== EXERCISE 1 ==
Print a portion of the rows verbatim, starting with the line that contains "trace **cap brim**, every instance" and going on through the line that contains "[[[576,321],[574,17],[424,1],[331,245],[361,322]]]", including both of those lines. Leave out any pictures.
━━ ARTICLE ━━
# Check this oil filter studies article out!



## bvtran (May 31, 2003)

Haha, while surfing the web for some indication of marketting bs that some manufacturers posted in their ads. I'd just came across this article:
http://people.msoe.edu/~yoderw/oilfilterstudy/oilfilters.html
This guy proofed that Fram did sucked! This is what he said, 

_"Another bad filter idea brought to you by your friends at Fram. The filter itself is a slightly improved design over the Fram Extra Guard, but still uses the same filter element. It has a silicone anti-drainback valve, a quality pressure releif valve, and enough inlet holes for good flow. The big problem is that they are trying to cash in on the Slick 50 craze. They impregnate the filter element with bits of Teflon like that found in Slick 50. As with Slick 50, Teflon is a solid and does not belong in an engine. It cannot get into the parts of the engine that oil can and therefore does nothing. Also, as the filter gets dirty, it ends up filtering the Teflon right out. Dupont (the manufacturer of Teflon) does not recommend Teflon for use in internal combustion engines. Please do not waste your money on this filter. "_

This is a very good article for those drivers out there who were very serious about high quality products!!!! So I thought, I like to share with you guys what I just read.


----------



## Token Moron (Mar 28, 2003)
━━━
━━ INPUT DATA ━━
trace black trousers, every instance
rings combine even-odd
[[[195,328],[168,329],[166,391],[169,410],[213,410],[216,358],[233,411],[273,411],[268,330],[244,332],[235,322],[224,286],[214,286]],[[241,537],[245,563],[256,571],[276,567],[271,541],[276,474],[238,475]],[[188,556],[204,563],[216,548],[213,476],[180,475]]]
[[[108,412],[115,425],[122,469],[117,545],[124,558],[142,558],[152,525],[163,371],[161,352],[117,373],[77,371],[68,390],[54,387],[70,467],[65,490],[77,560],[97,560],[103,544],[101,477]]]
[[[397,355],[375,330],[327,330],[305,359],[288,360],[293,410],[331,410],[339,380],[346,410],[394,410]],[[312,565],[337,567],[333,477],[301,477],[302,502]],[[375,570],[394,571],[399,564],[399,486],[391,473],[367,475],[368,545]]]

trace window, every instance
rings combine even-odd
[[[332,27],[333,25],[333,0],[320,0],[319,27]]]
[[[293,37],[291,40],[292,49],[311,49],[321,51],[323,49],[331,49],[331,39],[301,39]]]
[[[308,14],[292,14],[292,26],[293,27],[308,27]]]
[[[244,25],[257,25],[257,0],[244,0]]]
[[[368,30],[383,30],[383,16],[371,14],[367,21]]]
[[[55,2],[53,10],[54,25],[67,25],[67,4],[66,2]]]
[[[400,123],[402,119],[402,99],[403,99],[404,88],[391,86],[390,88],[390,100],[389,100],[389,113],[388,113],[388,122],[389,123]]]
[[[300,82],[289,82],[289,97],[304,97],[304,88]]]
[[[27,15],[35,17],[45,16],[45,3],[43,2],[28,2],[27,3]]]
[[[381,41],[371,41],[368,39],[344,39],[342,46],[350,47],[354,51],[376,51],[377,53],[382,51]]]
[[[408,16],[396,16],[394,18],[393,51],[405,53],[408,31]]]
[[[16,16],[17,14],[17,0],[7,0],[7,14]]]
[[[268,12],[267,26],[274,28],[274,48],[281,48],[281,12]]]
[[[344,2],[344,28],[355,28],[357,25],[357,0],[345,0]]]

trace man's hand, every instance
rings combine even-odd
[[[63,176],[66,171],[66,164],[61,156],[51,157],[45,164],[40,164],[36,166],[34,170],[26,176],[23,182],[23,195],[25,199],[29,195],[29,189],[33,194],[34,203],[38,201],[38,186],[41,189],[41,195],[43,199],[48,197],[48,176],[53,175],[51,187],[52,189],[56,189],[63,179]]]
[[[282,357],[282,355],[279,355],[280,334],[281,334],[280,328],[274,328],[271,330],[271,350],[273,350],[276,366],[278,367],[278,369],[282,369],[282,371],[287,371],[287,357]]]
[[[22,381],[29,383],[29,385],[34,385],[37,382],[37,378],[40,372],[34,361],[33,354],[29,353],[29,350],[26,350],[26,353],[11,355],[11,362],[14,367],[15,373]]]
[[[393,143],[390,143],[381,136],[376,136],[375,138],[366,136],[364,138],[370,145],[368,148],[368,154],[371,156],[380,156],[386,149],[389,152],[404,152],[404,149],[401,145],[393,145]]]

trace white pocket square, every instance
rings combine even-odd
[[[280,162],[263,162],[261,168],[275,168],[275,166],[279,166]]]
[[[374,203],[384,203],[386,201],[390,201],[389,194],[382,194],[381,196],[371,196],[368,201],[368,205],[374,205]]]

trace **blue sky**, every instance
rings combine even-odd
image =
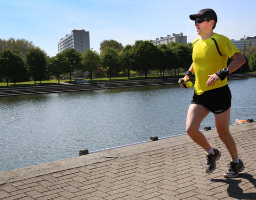
[[[196,35],[189,15],[214,9],[215,33],[230,39],[256,36],[254,0],[0,0],[0,38],[24,38],[50,56],[58,42],[73,29],[90,31],[90,46],[115,39],[123,46],[183,33],[191,42]]]

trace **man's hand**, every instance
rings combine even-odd
[[[185,76],[184,76],[184,82],[182,84],[179,84],[180,87],[186,88],[184,86],[184,84],[186,84],[188,81],[189,80],[189,77],[190,76],[188,75],[186,75]]]
[[[208,75],[208,77],[209,78],[208,78],[208,80],[207,80],[206,85],[209,86],[213,86],[216,81],[220,80],[220,78],[215,74]]]

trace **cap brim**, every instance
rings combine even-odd
[[[196,20],[196,18],[199,18],[201,19],[202,18],[202,14],[190,14],[189,15],[189,18],[191,20]]]

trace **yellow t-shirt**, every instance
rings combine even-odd
[[[219,46],[220,55],[214,43],[215,39]],[[222,35],[214,33],[208,39],[201,38],[193,41],[194,71],[196,76],[194,90],[196,94],[202,94],[204,92],[223,86],[228,84],[227,78],[223,81],[217,81],[213,86],[206,85],[208,75],[216,73],[220,69],[227,67],[228,58],[230,58],[239,51],[231,41]]]

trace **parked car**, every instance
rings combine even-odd
[[[88,83],[88,82],[83,78],[75,78],[74,83],[76,84],[78,83]]]

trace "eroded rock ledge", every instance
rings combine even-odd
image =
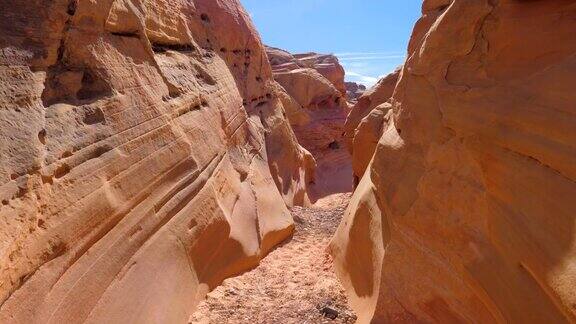
[[[314,163],[237,0],[9,6],[0,322],[183,323],[290,235]]]
[[[576,321],[574,17],[424,1],[331,245],[361,322]]]

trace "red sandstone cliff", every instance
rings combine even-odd
[[[576,321],[574,17],[424,2],[331,245],[360,322]]]
[[[313,200],[337,192],[350,192],[349,155],[343,135],[349,105],[346,101],[344,68],[333,55],[290,54],[268,47],[274,79],[284,98],[288,119],[298,141],[318,163]],[[290,103],[288,103],[290,102]]]
[[[314,165],[237,0],[0,1],[0,322],[183,323]]]

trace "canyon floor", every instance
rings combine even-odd
[[[337,193],[292,209],[294,237],[258,268],[210,292],[190,323],[354,323],[326,248],[350,199]]]

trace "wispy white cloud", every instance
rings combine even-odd
[[[405,58],[405,55],[381,55],[381,56],[349,56],[340,57],[339,60],[345,61],[373,61],[373,60],[397,60]]]
[[[366,86],[373,86],[378,82],[378,78],[371,77],[369,75],[363,75],[354,71],[346,71],[346,77],[349,81],[361,83]]]

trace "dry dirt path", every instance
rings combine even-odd
[[[292,240],[209,293],[190,323],[354,323],[326,252],[349,199],[335,194],[312,208],[295,207]]]

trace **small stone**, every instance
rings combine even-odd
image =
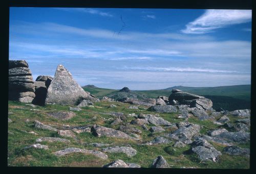
[[[153,160],[152,164],[151,165],[153,168],[169,168],[169,164],[168,164],[166,160],[162,156],[159,156],[155,159]]]

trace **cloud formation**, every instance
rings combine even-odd
[[[186,34],[203,34],[230,25],[251,20],[251,10],[207,10],[195,20],[186,25],[181,32]]]

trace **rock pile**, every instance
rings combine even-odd
[[[25,60],[9,61],[9,100],[31,103],[35,96],[31,71]]]

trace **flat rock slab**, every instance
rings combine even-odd
[[[34,144],[31,145],[26,146],[24,147],[25,150],[27,150],[28,148],[41,148],[41,149],[45,149],[45,150],[48,150],[48,146],[45,145],[41,145],[40,144]]]
[[[61,120],[67,120],[76,116],[76,114],[73,112],[50,112],[46,114],[48,116]]]
[[[168,140],[167,139],[166,139],[165,138],[158,136],[156,137],[154,139],[153,139],[152,140],[146,142],[145,143],[142,144],[142,145],[155,145],[155,144],[168,144],[169,143],[171,143],[172,141],[170,140]]]
[[[113,146],[102,149],[103,152],[110,153],[123,153],[129,157],[132,157],[137,154],[137,151],[131,147]]]
[[[56,138],[56,137],[42,137],[37,138],[35,141],[36,142],[40,142],[42,141],[46,141],[49,142],[61,142],[66,143],[70,142],[70,141],[66,139]]]
[[[93,135],[97,137],[104,135],[107,137],[139,140],[139,139],[133,137],[121,131],[96,125],[94,125],[92,128],[91,132]]]
[[[34,126],[35,127],[35,128],[36,128],[36,129],[48,130],[55,131],[55,132],[58,131],[58,130],[57,129],[54,128],[52,127],[51,126],[50,126],[48,125],[44,125],[37,120],[35,120],[34,121]]]
[[[178,112],[177,108],[172,105],[155,105],[151,107],[148,110],[159,113],[176,113]]]
[[[166,160],[161,156],[160,155],[154,159],[151,164],[153,168],[169,168],[169,164]]]
[[[84,154],[85,155],[93,155],[97,157],[107,159],[108,158],[108,155],[106,154],[97,151],[88,150],[84,148],[79,148],[76,147],[68,147],[63,150],[55,152],[53,154],[57,156],[62,156],[66,154],[74,153],[80,153]]]
[[[223,152],[232,156],[243,155],[250,157],[250,149],[248,148],[242,148],[236,146],[228,146],[224,148]]]
[[[188,144],[192,142],[191,139],[199,133],[200,129],[201,127],[199,125],[189,124],[181,127],[175,131],[173,133],[167,134],[165,136]]]

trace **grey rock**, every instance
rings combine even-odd
[[[48,130],[50,131],[52,131],[55,132],[58,131],[57,129],[54,128],[51,126],[48,125],[44,125],[37,120],[35,120],[34,121],[34,126],[36,129]]]
[[[12,122],[12,120],[11,119],[8,118],[8,122]]]
[[[128,107],[128,109],[139,109],[137,106],[131,106]]]
[[[91,97],[62,65],[57,66],[54,77],[47,90],[46,104],[76,105],[83,99],[90,100]]]
[[[157,105],[161,105],[161,106],[166,106],[166,104],[165,103],[164,101],[161,98],[159,98],[156,99],[156,104]]]
[[[233,116],[241,117],[250,117],[251,116],[251,110],[250,109],[237,110],[229,112],[228,113]]]
[[[185,146],[185,144],[180,141],[176,141],[176,142],[175,142],[175,143],[173,145],[173,146],[175,147],[183,147]]]
[[[108,146],[110,145],[110,144],[98,143],[97,142],[93,142],[93,143],[86,143],[85,145],[92,145],[93,146],[94,146],[94,147],[103,147],[103,146]]]
[[[150,131],[152,133],[161,132],[165,131],[164,129],[160,126],[153,126],[150,128]]]
[[[143,125],[148,125],[150,123],[145,119],[140,119],[137,118],[135,120],[132,120],[131,121],[131,124],[142,126]]]
[[[235,122],[246,124],[249,126],[251,126],[251,120],[249,118],[239,119],[236,120]]]
[[[176,107],[172,105],[153,106],[148,108],[148,110],[150,111],[156,111],[159,113],[176,113],[178,112]]]
[[[199,125],[189,124],[181,127],[175,131],[173,133],[167,134],[165,136],[188,144],[192,142],[191,139],[199,134],[200,129],[201,127]]]
[[[107,137],[129,139],[135,140],[139,140],[138,138],[133,137],[121,131],[96,125],[94,125],[93,126],[91,131],[93,135],[97,137],[101,137],[102,135],[105,135]]]
[[[162,118],[156,116],[156,115],[140,114],[138,116],[139,118],[143,118],[151,124],[156,126],[170,126],[172,123]],[[144,124],[142,124],[144,125]]]
[[[119,131],[123,132],[126,133],[135,133],[135,134],[141,134],[141,131],[139,129],[133,127],[130,125],[125,126],[121,125],[118,129]]]
[[[169,168],[166,160],[161,156],[159,156],[154,159],[152,164],[152,167],[153,168]]]
[[[220,144],[223,145],[232,145],[233,144],[230,142],[228,142],[227,141],[225,141],[225,140],[223,140],[222,139],[218,138],[218,137],[211,137],[208,135],[201,135],[200,136],[198,136],[197,137],[195,138],[195,139],[196,140],[206,140],[207,141],[211,141],[214,142],[215,143],[217,143],[218,144]]]
[[[76,147],[68,147],[63,150],[55,152],[53,154],[57,156],[62,156],[66,154],[74,153],[80,153],[85,155],[93,155],[98,158],[103,159],[104,160],[108,158],[108,155],[102,153],[101,152],[97,151],[88,150],[84,148],[79,148]]]
[[[152,145],[155,144],[168,144],[172,142],[172,141],[163,137],[158,136],[152,140],[142,144],[142,145]]]
[[[56,137],[42,137],[37,138],[35,141],[36,142],[40,142],[42,141],[46,141],[48,142],[61,142],[66,143],[70,142],[70,141],[69,140]]]
[[[17,68],[19,67],[24,67],[28,68],[29,65],[25,60],[9,60],[9,69]]]
[[[225,147],[223,152],[232,156],[245,156],[250,157],[250,149],[248,148],[242,148],[237,146],[228,146]]]
[[[225,123],[226,122],[228,122],[229,121],[230,121],[229,118],[228,118],[226,115],[224,115],[224,116],[222,116],[218,120],[218,122],[220,122],[223,123]]]
[[[123,161],[117,160],[111,162],[109,164],[106,164],[103,167],[120,167],[120,168],[127,168],[129,166]]]
[[[45,145],[41,145],[40,144],[34,144],[31,145],[26,146],[24,147],[25,150],[27,150],[28,148],[42,148],[45,150],[48,150],[48,146]]]
[[[47,115],[57,119],[66,120],[70,119],[76,115],[73,112],[49,112],[46,113]]]
[[[215,129],[214,130],[208,131],[207,132],[208,135],[211,136],[215,136],[218,135],[223,132],[228,132],[228,131],[226,129]]]
[[[104,152],[110,153],[123,153],[127,155],[129,157],[132,157],[137,154],[137,151],[130,147],[124,146],[113,146],[102,148]]]
[[[71,130],[58,130],[58,134],[66,137],[75,137],[75,135]]]
[[[82,109],[80,108],[69,107],[69,110],[72,111],[81,111]]]
[[[245,143],[250,141],[250,133],[243,131],[237,132],[224,132],[216,137],[224,139],[229,142]]]

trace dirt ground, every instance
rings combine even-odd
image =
━━━
== EXERCISE 2 ==
Continue the forum thread about the oil filter study from the point where it stops.

== REPLY 1 ==
trace **cap brim**, every instance
rings combine even-odd
[[[196,20],[196,18],[199,18],[201,19],[202,18],[202,14],[190,14],[189,15],[189,18],[191,20]]]

trace **yellow t-shirt**, every instance
rings combine even-odd
[[[219,46],[220,55],[214,43],[215,39]],[[222,35],[214,33],[208,39],[201,38],[193,41],[194,71],[196,76],[194,90],[196,94],[202,94],[204,92],[223,86],[228,84],[227,78],[223,81],[217,81],[213,86],[206,85],[208,75],[216,73],[220,69],[227,67],[228,58],[230,58],[239,51],[231,41]]]

trace **parked car**, every instance
rings combine even-odd
[[[88,83],[88,82],[83,78],[75,78],[74,83],[76,84],[78,83]]]

trace "eroded rock ledge", every instance
rings combine even-odd
image =
[[[314,163],[237,0],[9,6],[0,322],[183,323],[290,235]]]
[[[576,321],[574,17],[424,1],[331,245],[361,322]]]

== REPLY 2 ==
bvtran said:


> *
> This guy proofed that Fram did sucked! This is what he said,
> *


ouch



haha, the best oil filters for nissans are the nissan oem filters, period


----------



## sentrapower93 (May 11, 2002)

I only use nissan filters on my ride. Good article though, i've always felt that Fram filters were crap...


----------



## Katana200sx (May 13, 2002)

ive been tryin to spread that bit of knowledge around since one of my friends lost oil pressure just bc of a filter.


----------



## Guest (Jul 5, 2003)

I remember when Slick 50 hit the shelves. Ruined a lot of cars.


----------



## Spelchy (Jun 24, 1987)

I know this probably sounds stupid, but what does 'oem' stand for? It's probably something I know of, but can't think of. Please bring me out of the dark.


----------



## krylonkoopaa (Sep 13, 2002)

original engine manufacturer


----------



## sultan (Mar 11, 2003)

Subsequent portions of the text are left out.